··· Given information

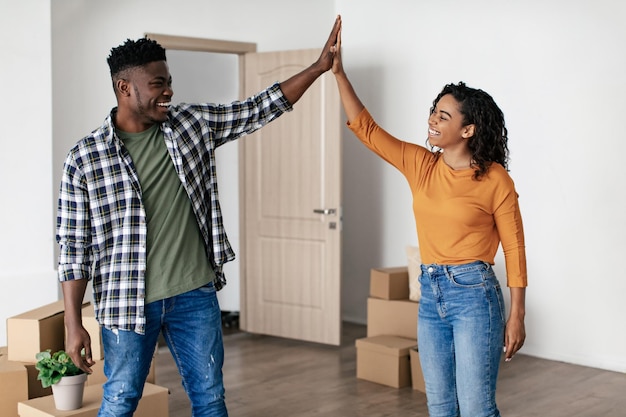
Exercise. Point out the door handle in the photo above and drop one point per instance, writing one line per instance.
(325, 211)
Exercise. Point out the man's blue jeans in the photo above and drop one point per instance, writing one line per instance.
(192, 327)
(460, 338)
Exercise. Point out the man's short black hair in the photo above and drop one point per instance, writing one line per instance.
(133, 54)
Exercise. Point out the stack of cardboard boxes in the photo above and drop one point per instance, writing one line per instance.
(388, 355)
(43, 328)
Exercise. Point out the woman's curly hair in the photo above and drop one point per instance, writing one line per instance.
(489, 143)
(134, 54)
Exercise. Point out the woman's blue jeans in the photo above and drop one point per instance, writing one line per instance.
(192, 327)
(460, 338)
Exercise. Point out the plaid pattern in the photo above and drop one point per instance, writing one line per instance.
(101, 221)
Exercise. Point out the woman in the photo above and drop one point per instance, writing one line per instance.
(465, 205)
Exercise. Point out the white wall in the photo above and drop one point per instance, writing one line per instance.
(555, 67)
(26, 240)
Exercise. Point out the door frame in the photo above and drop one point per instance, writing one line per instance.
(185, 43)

······
··· Given information

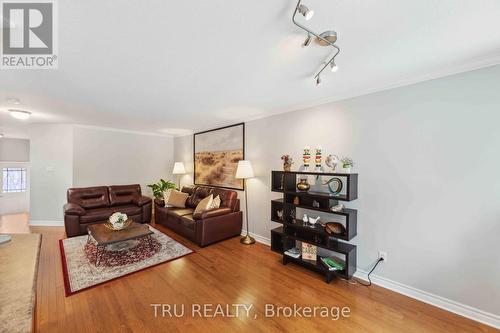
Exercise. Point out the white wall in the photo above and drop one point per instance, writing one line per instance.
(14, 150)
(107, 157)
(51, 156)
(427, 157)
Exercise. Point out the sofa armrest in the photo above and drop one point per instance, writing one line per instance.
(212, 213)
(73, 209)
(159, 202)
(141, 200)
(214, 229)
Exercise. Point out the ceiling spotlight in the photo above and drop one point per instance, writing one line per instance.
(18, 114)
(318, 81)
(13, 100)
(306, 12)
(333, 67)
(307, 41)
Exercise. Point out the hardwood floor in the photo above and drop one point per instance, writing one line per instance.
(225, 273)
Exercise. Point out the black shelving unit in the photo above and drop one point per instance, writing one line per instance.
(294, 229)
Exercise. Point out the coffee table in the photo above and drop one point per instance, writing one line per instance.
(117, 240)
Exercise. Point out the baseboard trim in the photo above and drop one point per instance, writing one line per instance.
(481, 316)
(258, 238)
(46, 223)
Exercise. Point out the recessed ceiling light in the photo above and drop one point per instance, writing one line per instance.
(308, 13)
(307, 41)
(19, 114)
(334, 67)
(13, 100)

······

• [Exercise requirements]
Display every line above that contains the word "woman".

• [Response]
Exercise. Point out the woman's curly hair in the photo above and drop one point per instance, writing one line per instance.
Exercise. Point out the woman's blue jeans in the photo above and drop one point per instance, writing one line per instance.
Exercise. Point out the woman in the photo above and drop one point per instance, writing one line per instance.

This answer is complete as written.